■ **WHAT YOU ARE ASKED TO DO**: Continue the passage on Functional Threshold Power and power-based cycling training, starting directly after its final sentence.

■ **PASSAGE PROVIDED**:

------------------------------------------------------------------------

Numbers that mean nothing to most fans, sound familiar to power meter users although they may not fully quantify them, and are impressive.
In the book "Training and Racing with a Power Meter," the bible of power-based training that established the foundations for maximizing the performance of these devices and the methodology for their use, doctors Hunter Allen and Andy Coggan defined the different training zones of the cyclist based on the Functional Threshold Power or FTP. A value defined as the highest power a cyclist can sustain consistently during a 1-hour effort.
Obviously, the way to determine this value would be to perform a 1-hour test pushing to the limit, something excessively tough even for professionals. Therefore, they found a correlation between a shorter test, in this case 20 minutes, and the value that could be sustained during that hour at the limit. A value that would vary between 90 and 95% of what was achieved during 20 minutes, always depending on the cyclist's profile, more diesel or more explosive.
The FTP value, as well as other durations like 5 seconds, 1 minute, 5 minutes, and 20 minutes, is what allows determining the cyclist's profile with which the authors created tables that allowed determining each one's fitness level at a glance.

------------------------------------------------------------------------

■ **EXCERPTED DATA**:

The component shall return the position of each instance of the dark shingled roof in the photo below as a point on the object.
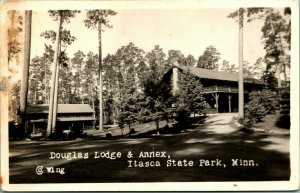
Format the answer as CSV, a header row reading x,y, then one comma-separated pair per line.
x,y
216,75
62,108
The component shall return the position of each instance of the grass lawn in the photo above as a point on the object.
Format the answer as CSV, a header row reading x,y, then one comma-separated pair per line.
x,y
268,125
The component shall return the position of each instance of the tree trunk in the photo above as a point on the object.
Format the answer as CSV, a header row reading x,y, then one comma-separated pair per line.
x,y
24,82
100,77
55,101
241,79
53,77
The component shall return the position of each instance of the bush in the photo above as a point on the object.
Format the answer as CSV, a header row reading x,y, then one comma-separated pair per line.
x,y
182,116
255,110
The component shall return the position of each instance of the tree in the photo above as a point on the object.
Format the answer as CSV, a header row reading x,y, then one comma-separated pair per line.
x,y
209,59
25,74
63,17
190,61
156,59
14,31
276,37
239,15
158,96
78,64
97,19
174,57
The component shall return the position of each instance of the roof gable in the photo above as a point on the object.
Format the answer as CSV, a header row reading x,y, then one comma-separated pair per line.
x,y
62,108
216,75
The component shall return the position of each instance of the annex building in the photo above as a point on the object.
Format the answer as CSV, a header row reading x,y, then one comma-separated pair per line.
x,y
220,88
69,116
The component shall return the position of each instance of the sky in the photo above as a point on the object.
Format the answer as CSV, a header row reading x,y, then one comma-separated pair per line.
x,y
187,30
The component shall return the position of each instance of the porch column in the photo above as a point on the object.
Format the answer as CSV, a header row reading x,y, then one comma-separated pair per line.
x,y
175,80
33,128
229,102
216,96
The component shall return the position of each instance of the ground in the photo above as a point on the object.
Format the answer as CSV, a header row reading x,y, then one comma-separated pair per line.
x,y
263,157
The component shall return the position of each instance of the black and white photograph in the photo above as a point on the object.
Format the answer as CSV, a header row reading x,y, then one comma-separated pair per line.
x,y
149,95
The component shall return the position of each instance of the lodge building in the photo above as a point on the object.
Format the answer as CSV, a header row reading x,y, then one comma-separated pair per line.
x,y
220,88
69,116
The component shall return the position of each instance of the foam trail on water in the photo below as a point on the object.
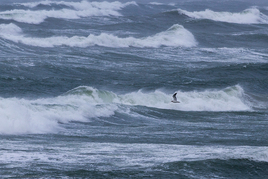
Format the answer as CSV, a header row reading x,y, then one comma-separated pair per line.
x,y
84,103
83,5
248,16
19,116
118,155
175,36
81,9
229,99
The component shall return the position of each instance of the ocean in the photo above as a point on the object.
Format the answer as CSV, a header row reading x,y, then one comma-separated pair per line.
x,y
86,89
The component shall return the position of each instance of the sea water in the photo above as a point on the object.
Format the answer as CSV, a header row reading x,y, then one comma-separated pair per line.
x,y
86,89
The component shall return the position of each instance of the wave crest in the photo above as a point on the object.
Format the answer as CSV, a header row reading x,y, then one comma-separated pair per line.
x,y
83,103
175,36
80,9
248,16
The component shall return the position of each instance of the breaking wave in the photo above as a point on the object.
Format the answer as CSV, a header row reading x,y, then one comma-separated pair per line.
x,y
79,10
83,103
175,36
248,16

------------------------------------------------------------------------

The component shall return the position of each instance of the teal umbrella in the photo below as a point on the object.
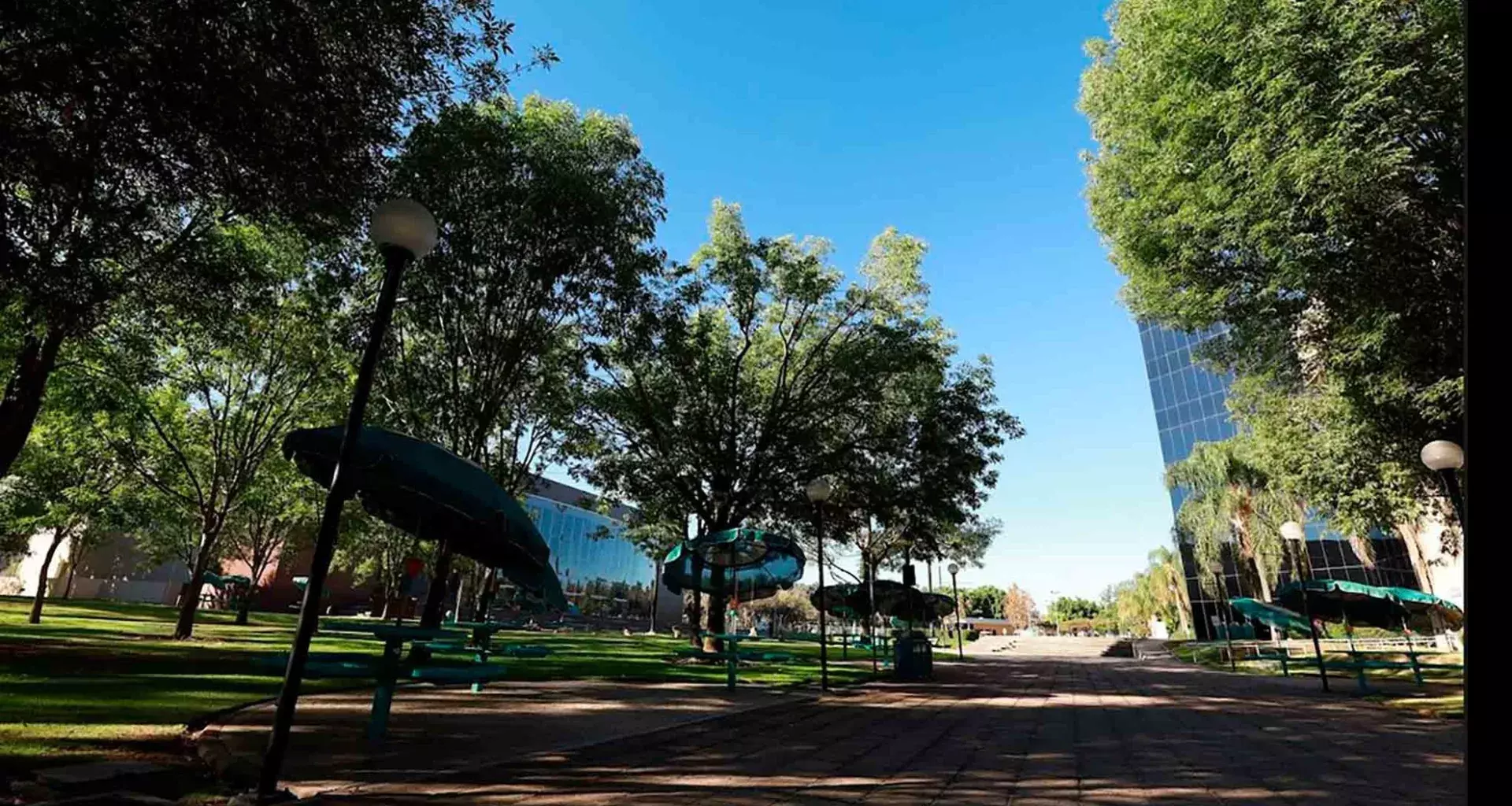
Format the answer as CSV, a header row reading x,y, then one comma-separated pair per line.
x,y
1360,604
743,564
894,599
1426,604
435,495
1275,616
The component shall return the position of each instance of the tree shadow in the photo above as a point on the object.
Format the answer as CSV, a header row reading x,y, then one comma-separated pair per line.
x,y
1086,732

------------------------------------------------------------------------

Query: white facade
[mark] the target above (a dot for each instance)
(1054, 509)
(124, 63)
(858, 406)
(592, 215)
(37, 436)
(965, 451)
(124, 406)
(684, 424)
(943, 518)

------------------------------------------------------------------------

■ **YOUR RESPONSE**:
At the top of the table, we see that, to be a professional cyclist, an FTP of over 6 W/kg is practically mandatory nowadays. However, what about winning the Tour de France? Based on data from recent years, always based on estimates since, as mentioned before, top-level cyclists keep their power data strictly confidential to not give clues to their rivals, it is necessary to have an FTP of over 6.6 W/kg. This means generating over 7 W/kg in the famous 20-minute test.
However, it seems that both Tadej Pogacar and Jonas Vingegaard have managed to push these numbers a bit further. It should be noted that when a test is done, it is faced completely rested and only that is going to be done, at maximum effort. If the test is done correctly, after it, there is nothing left but to pedal slowly back home as we will have completely emptied ourselves. Alberto Contador himself talked about all this in a video posted some time ago on his YouTube channel.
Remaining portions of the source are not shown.